▶ _Set exercise A_
Please update the part of the renewable energy passage that begins at the words "Religious aspects" and stops after "particle physics research.", changing "society" to "the public", and write that part out again.

Renewable energy
Renewable energy is another approximation made by physicists to simplify a problem that is too difficult to solve. In the same way that a cow might be treated as a point mass from a million miles away, researchers are more than delighted to assume that the sun will last forever as an energy source, in order to further spoil the world into increasing its rate of energy consumption and dwarfing the copious amounts of energy wasted in luxuries such as the Large Hadron Collider.
Religious aspects
Inasmuch as scientists have been ungrateful toward their Creator, they have now turned to the blasphemous worship of nature, in particular, the sun and mother earth. Instead of finding ways to reduce human energy consumption, society is encouraged to continue in wastefulness in the hope that one day someone will have found out how to harness energy from the sun, wind, water or earth, allowing us to carry on chopping down trees and negating the efforts of the so-called "earth hour" in a millisecond's worth of high energy particle physics research.

▶ _Source data_
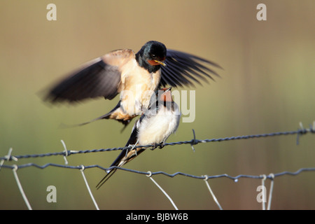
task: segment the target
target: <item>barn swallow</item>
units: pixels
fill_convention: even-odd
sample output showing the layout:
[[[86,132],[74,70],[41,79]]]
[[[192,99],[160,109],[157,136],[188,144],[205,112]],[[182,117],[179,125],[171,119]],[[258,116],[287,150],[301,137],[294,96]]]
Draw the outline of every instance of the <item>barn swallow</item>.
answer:
[[[49,90],[46,99],[50,102],[75,102],[104,97],[120,99],[111,111],[97,118],[114,119],[125,125],[148,108],[154,92],[162,87],[194,85],[218,76],[206,66],[220,68],[217,64],[188,53],[167,50],[160,42],[147,42],[140,50],[123,49],[94,59]]]
[[[174,133],[179,125],[181,111],[178,106],[173,101],[171,88],[162,88],[155,92],[150,99],[150,106],[140,118],[134,123],[130,138],[126,147],[132,146],[132,149],[123,149],[111,167],[122,167],[133,160],[146,148],[135,148],[136,146],[162,146],[167,138]],[[97,184],[99,189],[117,170],[113,168]]]

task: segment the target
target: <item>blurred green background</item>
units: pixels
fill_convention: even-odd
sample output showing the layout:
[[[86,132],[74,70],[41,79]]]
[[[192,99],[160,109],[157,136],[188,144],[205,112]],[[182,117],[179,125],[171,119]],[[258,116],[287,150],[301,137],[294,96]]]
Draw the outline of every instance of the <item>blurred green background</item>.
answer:
[[[57,6],[48,21],[46,6]],[[267,6],[267,21],[256,6]],[[132,125],[113,120],[60,129],[108,112],[102,99],[76,106],[43,103],[41,92],[82,63],[111,50],[138,51],[147,41],[218,63],[216,82],[197,85],[196,118],[180,124],[168,142],[295,130],[315,120],[315,2],[303,1],[0,1],[0,156],[124,146]],[[286,136],[181,145],[148,150],[125,167],[192,175],[260,175],[315,167],[315,136]],[[108,167],[119,151],[71,155],[69,164]],[[21,159],[6,164],[64,164],[62,156]],[[173,209],[146,176],[118,171],[99,190],[104,171],[85,171],[101,209]],[[94,209],[77,169],[20,169],[18,174],[34,209]],[[154,179],[179,209],[217,209],[202,180],[162,175]],[[225,209],[260,209],[259,179],[209,181]],[[269,189],[270,181],[266,181]],[[57,188],[48,203],[46,188]],[[315,209],[315,173],[274,181],[273,209]],[[25,209],[12,170],[0,171],[0,209]]]

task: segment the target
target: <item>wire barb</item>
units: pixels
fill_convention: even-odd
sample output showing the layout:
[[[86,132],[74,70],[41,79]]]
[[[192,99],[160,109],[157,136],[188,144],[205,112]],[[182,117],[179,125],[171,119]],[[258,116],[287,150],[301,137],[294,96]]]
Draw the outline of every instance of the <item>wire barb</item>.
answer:
[[[66,150],[66,144],[64,143],[64,140],[60,140],[60,141],[62,144],[62,146],[64,146],[64,163],[66,164],[68,164],[68,160],[66,160],[66,157],[69,155],[68,155],[68,150]]]
[[[165,190],[164,190],[163,188],[162,188],[162,187],[160,185],[158,185],[158,183],[152,178],[152,176],[152,176],[152,172],[150,171],[148,171],[148,174],[146,175],[146,176],[148,176],[148,178],[150,178],[150,179],[152,181],[152,182],[153,182],[158,186],[158,188],[159,188],[160,190],[161,190],[161,191],[163,192],[163,194],[165,195],[165,196],[171,202],[172,204],[175,208],[175,209],[176,210],[178,210],[178,209],[177,208],[176,205],[175,204],[175,203],[172,200],[171,197],[169,197],[169,195],[167,195],[167,193],[165,192]]]
[[[221,206],[220,205],[220,203],[218,202],[218,200],[216,199],[216,195],[214,195],[214,192],[211,190],[211,188],[210,188],[210,185],[208,183],[208,179],[209,179],[209,176],[207,175],[204,175],[204,182],[206,183],[206,185],[208,188],[209,191],[210,192],[210,194],[212,196],[212,198],[214,199],[214,202],[216,203],[216,204],[218,205],[218,206],[219,207],[220,210],[223,210],[221,207]]]
[[[86,179],[85,175],[84,174],[84,170],[85,169],[85,167],[83,165],[80,165],[80,171],[81,172],[84,182],[85,183],[86,188],[88,188],[88,191],[89,192],[90,196],[91,197],[91,199],[92,199],[92,201],[93,202],[94,205],[95,206],[95,208],[97,209],[97,210],[99,210],[99,206],[97,205],[97,203],[95,201],[95,199],[94,198],[93,194],[92,193],[91,189],[90,188],[90,186]]]
[[[24,201],[25,202],[25,204],[29,209],[29,210],[32,210],[31,204],[29,204],[29,200],[27,200],[27,197],[24,192],[23,188],[22,187],[22,184],[20,182],[19,177],[18,176],[18,174],[16,171],[18,170],[18,167],[16,164],[13,164],[13,169],[12,169],[12,171],[13,172],[14,177],[15,178],[16,183],[18,184],[18,187],[19,188],[20,192],[21,192],[22,197],[24,199]]]
[[[194,135],[193,139],[191,139],[190,146],[192,148],[194,153],[195,152],[194,146],[198,144],[198,141],[196,140],[196,134],[195,134],[195,130],[192,129],[192,134]]]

▶ _Set exercise B_
Find the lines in the entries above that contain the string "every" and copy each of them.

▶ _Response A_
Religious aspects
Inasmuch as scientists have been ungrateful toward their Creator, they have now turned to the blasphemous worship of nature, in particular, the sun and mother earth. Instead of finding ways to reduce human energy consumption, the public is encouraged to continue in wastefulness in the hope that one day someone will have found out how to harness energy from the sun, wind, water or earth, allowing us to carry on chopping down trees and negating the efforts of the so-called "earth hour" in a millisecond's worth of high energy particle physics research.

▶ _Response B_
Draw the outline of every instance of the <item>barn swallow</item>.
Draw the outline of every instance of the <item>blurred green background</item>.
Draw the outline of every instance of the <item>wire barb</item>.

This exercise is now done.